**EXERCISE MATERIAL**
== Segment start ==

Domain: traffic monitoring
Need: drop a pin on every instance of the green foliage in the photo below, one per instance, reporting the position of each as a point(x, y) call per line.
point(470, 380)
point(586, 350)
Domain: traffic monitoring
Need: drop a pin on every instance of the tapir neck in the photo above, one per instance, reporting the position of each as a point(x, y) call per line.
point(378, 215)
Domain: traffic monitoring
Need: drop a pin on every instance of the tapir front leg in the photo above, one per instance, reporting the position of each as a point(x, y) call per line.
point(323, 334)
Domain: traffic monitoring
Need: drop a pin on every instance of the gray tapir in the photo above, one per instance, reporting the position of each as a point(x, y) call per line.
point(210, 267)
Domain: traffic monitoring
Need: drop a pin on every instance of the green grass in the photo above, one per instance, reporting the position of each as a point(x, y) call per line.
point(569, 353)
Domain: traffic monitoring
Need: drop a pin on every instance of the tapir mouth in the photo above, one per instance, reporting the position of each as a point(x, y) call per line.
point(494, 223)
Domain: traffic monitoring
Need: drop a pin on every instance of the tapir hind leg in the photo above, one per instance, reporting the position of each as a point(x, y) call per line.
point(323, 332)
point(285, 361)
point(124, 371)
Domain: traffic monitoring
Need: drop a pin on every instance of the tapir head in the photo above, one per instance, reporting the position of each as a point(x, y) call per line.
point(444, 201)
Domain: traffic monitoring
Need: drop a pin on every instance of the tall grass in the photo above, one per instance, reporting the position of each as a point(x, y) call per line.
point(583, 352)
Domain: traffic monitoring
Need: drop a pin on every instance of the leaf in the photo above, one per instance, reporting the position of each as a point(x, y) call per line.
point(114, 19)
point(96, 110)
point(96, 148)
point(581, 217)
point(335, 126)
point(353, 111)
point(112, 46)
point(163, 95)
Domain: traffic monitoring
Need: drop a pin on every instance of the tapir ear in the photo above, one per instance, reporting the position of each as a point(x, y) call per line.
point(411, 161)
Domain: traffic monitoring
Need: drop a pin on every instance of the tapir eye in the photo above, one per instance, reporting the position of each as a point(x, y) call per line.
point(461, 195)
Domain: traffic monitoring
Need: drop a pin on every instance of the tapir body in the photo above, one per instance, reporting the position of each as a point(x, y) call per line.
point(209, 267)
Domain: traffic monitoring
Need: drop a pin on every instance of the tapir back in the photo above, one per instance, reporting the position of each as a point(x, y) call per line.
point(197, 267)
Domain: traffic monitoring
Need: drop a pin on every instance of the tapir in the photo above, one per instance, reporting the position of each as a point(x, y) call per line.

== Segment end ==

**WHAT THE TASK REQUIRES**
Your answer should consist of every record, restated exactly.

**FINAL ANSWER**
Domain: traffic monitoring
Need: drop a pin on every instance of the green foliage in the photo below, one per instance, reporting the position of each as a point(x, y) call per line.
point(470, 380)
point(586, 350)
Domain: traffic monitoring
Need: drop a pin on every instance of the tapir neck in the photo above, one per instance, reporting the position of each as a point(x, y) call per line.
point(378, 215)
Domain: traffic monitoring
Need: drop a pin on every instance of the tapir front leg in the photo above, one per instance, reporting the position of each as a point(x, y) call per line.
point(323, 334)
Domain: traffic monitoring
Need: drop a pin on every instance of the gray tapir in the photo above, one per instance, reporting the position of each as a point(x, y) call per line.
point(210, 267)
Domain: traffic monitoring
Need: drop a pin on every instance of the green grass in the photo above, one per instance, reporting the position of each as a point(x, y) call per line.
point(569, 353)
Domain: traffic monitoring
Need: drop a pin on every instance of the tapir mouth in the photo above, one per instance, reporting the position of each as a point(x, y) call per line.
point(494, 223)
Domain: traffic monitoring
Need: drop a pin on every instance of the tapir hind leg in the photo above, one per instance, reporting the position of each as a point(x, y) call per line.
point(323, 332)
point(285, 361)
point(124, 371)
Domain: traffic monitoring
Need: drop a pin on every instance of the tapir head in the photo above, one per instance, reporting the position of each as a point(x, y) call per line.
point(444, 201)
Domain: traffic monitoring
Need: drop a pin on every instance of the tall grass in the photo above, one per instance, reporting the position of each as a point(x, y) call per line.
point(583, 352)
Domain: traffic monitoring
Need: drop a pin on every instance of the leaf in the photo above, one per instance, reporting the position of each as a point(x, y) call per line.
point(114, 19)
point(96, 110)
point(96, 148)
point(581, 217)
point(335, 126)
point(353, 111)
point(112, 46)
point(163, 95)
Domain: traffic monitoring
Need: drop a pin on every instance of the tapir ear in the photo above, one per instance, reporting the position of each as a point(x, y) call per line.
point(411, 161)
Domain: traffic monitoring
Need: drop a pin on every instance of the tapir eye in the photo above, one per instance, reporting the position of each as a point(x, y) call per line.
point(461, 195)
Domain: traffic monitoring
Need: drop a pin on every instance of the tapir body in the photo above, one per instance, reporting the position of each as a point(x, y) call per line.
point(209, 267)
Domain: traffic monitoring
Need: drop a pin on every instance of the tapir back in the photo above, one per instance, reporting the position of each as a point(x, y) call per line.
point(197, 267)
Domain: traffic monitoring
Need: drop a pin on every instance of the tapir in the photo above, one per instance, reporting the position of each as a point(x, y) call per line.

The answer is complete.